WHAT IS ASKED
1. Answer these questions using the text about the Mooi Indie exhibition:
(a) In what year was the collective Tromarama founded?
(b) What financial event of 1997 does the text mention?
(c) How many reproductions of watercolor paintings originally carried the title Mooi Indie?
2. Pick up the text about the Mooi Indie exhibition after its last sentence and continue writing it.

PROVIDED TEXT
▬▬▬▬▬▬

Reading these words by contemporary Indonesian artist Jumaldi Alfi (1972) illustrates the importance of presenting Southeast-Asian art to respond to a Western domination on our culture. The exhibition Mooi Indie – Beautiful Indies features five contemporary artists and artworks by the collective Tromarama (founded 2004). It is the first presentation in Australia, showing a larger selection of the foremost important Indonesian contemporary artists.

When it comes to the East Asia, modern art discussions are primary interested in archeology and anthropology, therefore, it is our principle duty to enlarge the common scientific interest of these two fields. We have to emphasize contemporary Indonesian art with its political messages, deeply enrooted meanings, and most important, with its historical development. The generation of artists that came to maturity during the period of upheaval and reform that occurred in the wake of the 1997 Asian financial crisis, the subsequent fall of the Suharto regime and the transition of democracy in Indonesia, take part in the international art discourse. In doing so, they built their own cultural heritage, using traditional media like batik, reliefs, textiles and embroidery, whilst they formulate a universal readable contemporary language in Indonesian art. Mooi Indie, the Dutch term for Beautiful Indies, was originally the title of eleven reproductions of the watercolor paintings by the Dutch artist Fredericus Jacobus van Rossum du Chattel (1856-1917), showing merely harmonious scenes of East Indies.

▬▬▬▬▬▬

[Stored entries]
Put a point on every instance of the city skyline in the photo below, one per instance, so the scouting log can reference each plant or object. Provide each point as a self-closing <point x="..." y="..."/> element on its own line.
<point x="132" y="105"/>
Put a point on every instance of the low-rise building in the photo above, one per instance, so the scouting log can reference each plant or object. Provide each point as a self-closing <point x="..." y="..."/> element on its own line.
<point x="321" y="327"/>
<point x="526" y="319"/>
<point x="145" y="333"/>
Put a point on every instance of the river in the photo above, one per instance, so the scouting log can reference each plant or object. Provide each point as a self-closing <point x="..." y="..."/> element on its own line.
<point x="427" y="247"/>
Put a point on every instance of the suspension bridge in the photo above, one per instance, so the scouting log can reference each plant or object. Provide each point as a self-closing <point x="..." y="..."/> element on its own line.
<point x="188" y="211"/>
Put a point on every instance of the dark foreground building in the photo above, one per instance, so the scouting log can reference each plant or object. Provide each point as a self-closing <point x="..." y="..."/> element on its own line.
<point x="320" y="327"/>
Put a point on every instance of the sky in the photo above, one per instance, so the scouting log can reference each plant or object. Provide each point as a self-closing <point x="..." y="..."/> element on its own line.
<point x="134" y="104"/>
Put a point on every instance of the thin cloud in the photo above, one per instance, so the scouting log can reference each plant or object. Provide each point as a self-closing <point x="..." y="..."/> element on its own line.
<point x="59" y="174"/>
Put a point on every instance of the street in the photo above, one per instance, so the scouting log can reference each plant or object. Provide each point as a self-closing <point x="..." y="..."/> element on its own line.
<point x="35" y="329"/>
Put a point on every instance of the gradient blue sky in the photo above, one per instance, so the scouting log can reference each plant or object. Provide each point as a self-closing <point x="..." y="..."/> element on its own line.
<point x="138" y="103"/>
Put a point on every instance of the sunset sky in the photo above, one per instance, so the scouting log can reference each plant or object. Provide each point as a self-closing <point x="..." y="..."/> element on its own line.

▬▬▬▬▬▬

RESULTS BY TASK
1.
(a) 2004
(b) The 1997 Asian financial crisis
(c) Eleven

2.
Since the Dutch ships arrived in the late sixteenth century to control the Indonesian archipelago, until the declaration of independence in 1945, the local art scene had to overcome aggravated circumstances. After Sindu Sudjojono (1913-1986, the speaker of Indonesian visual arts before and during independence) derided and degraded the painters, who only depict pretty and beautiful things about Indies, the term Mooi Indie became famous. Today the Dutch expression is identified with the genre painting, which captures romantic depictions of the Indies, landscape scenes, showing volcanoes, mountains, river valleys and villages immerging in golden sunshine. Today they are amongst the most expensive artworks in auction, representing Indonesian modernism. As a matter of fact you could also see this Mooi Indie movement as a ”cultural colonization“ of Indonesia. Even the art history has been partly written by the colonizers. Whilst most Mooi Indie painters were Dutch colonialists in the 1930s and 40s, the local art scene changed dramatically. In search of identity, the formal art education of Indonesian art developed during the `50s. Two decades later the importance and gravity to restore one self’s culture led modern Indonesian artists to the trend to explore primitive and traditional art. A diversity of creations and an increase of activity followed. The downfall of the Suharto government in 1998, gave contemporary artists the opportunity to express a new dynamic Asian modernism. As a result, the number of artists, art collectors and galleries rose simultaneously. If we observe the journey of Indonesian art from the colonial era to its present development, we can conclude that modern Indonesian art is a reflection of the struggle of local artists to achieve freedom, not only from colonialism, but also from Western domination.

The Mooi Indie – Beautiful Indies show presents five different contemporary artists and artworks by the collective Tromarama. Although each of the presenting artists has an individual point of view, they all combine in their passion for modern Indonesian art and culture.

Featured artists: Jumaldi Alfi, Eko Nugroho, Wedhar Riyadi, Arin Dwihartanto Sunaryo, Tromorama, and Entang Wiharso.